### What to work on
Repeat the lines of the data below word for word, starting at the line containing "Where can you find the pendant light shade" and ending at the line containing "(1077, 735)", both included.

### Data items
========================================

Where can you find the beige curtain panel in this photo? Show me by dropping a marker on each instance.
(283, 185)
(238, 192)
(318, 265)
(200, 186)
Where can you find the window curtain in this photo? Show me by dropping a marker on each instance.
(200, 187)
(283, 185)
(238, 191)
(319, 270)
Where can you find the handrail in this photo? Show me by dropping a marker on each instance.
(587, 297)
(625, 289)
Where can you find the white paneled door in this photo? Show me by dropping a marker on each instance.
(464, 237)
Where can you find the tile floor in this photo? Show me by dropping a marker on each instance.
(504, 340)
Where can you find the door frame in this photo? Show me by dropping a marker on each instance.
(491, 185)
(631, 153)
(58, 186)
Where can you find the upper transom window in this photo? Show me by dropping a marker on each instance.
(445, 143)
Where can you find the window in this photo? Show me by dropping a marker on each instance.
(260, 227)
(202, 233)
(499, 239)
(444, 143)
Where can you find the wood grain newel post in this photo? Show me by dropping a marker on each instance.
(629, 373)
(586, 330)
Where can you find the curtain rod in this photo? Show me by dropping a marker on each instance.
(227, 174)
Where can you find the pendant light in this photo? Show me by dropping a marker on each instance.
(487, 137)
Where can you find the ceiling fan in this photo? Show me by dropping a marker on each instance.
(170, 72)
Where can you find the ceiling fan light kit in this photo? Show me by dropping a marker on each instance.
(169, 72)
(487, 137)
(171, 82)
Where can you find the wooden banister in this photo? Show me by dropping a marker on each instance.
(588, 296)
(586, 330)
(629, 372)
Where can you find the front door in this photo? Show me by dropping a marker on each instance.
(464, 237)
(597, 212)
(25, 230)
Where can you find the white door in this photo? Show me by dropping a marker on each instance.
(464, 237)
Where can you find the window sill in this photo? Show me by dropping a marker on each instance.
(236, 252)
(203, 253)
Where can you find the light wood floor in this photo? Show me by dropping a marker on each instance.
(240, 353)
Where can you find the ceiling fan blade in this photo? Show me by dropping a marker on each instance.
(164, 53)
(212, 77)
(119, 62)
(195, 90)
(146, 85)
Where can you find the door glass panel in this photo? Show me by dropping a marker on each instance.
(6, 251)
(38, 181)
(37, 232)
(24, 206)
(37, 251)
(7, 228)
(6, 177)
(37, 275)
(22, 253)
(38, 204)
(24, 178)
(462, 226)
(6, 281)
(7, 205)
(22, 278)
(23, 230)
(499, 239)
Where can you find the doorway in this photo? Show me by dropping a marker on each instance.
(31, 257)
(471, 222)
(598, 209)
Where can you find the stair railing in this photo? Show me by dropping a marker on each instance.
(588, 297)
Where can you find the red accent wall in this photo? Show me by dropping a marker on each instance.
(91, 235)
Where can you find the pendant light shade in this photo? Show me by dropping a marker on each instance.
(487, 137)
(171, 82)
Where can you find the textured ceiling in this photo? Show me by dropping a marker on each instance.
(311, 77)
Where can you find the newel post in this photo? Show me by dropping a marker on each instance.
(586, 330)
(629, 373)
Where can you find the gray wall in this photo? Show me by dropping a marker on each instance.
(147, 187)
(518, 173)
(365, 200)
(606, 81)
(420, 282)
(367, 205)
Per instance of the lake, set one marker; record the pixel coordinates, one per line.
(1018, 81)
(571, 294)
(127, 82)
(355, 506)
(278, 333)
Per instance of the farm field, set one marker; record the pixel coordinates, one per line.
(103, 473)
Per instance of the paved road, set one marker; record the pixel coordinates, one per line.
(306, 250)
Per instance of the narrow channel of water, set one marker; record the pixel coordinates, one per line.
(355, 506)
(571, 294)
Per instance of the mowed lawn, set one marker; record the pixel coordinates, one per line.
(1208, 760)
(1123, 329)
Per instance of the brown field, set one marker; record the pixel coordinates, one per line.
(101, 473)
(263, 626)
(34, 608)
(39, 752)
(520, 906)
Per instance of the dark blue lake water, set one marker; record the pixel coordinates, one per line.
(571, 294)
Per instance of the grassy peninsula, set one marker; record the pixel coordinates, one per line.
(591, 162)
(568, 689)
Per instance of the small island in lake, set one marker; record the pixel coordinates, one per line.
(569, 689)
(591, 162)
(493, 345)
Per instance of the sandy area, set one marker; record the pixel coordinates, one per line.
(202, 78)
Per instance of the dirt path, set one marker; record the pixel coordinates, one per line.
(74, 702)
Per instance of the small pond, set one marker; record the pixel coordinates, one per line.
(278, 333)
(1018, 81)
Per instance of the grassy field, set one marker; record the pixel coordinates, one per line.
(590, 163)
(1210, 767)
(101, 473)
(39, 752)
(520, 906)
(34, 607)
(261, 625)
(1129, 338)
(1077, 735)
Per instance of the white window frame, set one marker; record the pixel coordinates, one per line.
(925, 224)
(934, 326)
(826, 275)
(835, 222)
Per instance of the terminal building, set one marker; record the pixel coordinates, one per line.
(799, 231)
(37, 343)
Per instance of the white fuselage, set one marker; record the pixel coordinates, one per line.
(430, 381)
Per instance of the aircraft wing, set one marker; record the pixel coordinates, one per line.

========================================

### Output of the task
Where can you find the pendant light shade in this photo? Show me by dropping a marker on each instance.
(487, 137)
(171, 82)
Where can you find the textured ceiling in this photo? Show me by dropping a marker on each instance.
(311, 77)
Where can you find the newel post in this photo? Show me by dropping a marker on each instance.
(586, 330)
(629, 373)
Where can you find the gray wall in this photo? Show me by dropping a marker on each instance.
(147, 187)
(518, 173)
(365, 200)
(606, 81)
(420, 282)
(367, 205)
Per instance of the lake, set one marker; record the pixel coordinates, one per line.
(1018, 81)
(571, 294)
(127, 82)
(355, 506)
(278, 333)
Per instance of the farm field, set one marker; record the pixel coordinates, one per line.
(103, 473)
Per instance of the paved road, set one marker; record the pixel coordinates, one per line.
(306, 250)
Per instance of the narrow channel of water, set one marker; record the pixel coordinates, one per line.
(355, 506)
(571, 294)
Per instance of the mowed lawn, set one marker; record the pixel coordinates, one per line.
(1208, 760)
(1123, 329)
Per instance of the brown field, set one marker; record the pixel coordinates, one per line.
(101, 473)
(263, 626)
(34, 608)
(39, 752)
(520, 906)
Per instance of the dark blue lake water, set one marker; record the pixel coordinates, one per line.
(571, 294)
Per instance of the grassy peninsula, set one marker; record the pixel coordinates, one per line.
(591, 162)
(568, 689)
Per instance of the small island in lake, set one marker; record the pixel coordinates, one per line.
(569, 689)
(591, 162)
(493, 345)
Per instance of the sandy area, set one marker; record the pixel coordinates, one per line.
(202, 78)
Per instance of the dirt path, set one marker; record the pixel coordinates, one per line.
(74, 702)
Per instance of the small pond, set one marker; record the pixel coordinates, one per line.
(278, 333)
(1018, 81)
Per instance of the grassy field, set one marker; record the pixel coordinates, one per line.
(590, 163)
(1210, 767)
(101, 473)
(39, 752)
(520, 906)
(34, 607)
(261, 625)
(1129, 338)
(1077, 735)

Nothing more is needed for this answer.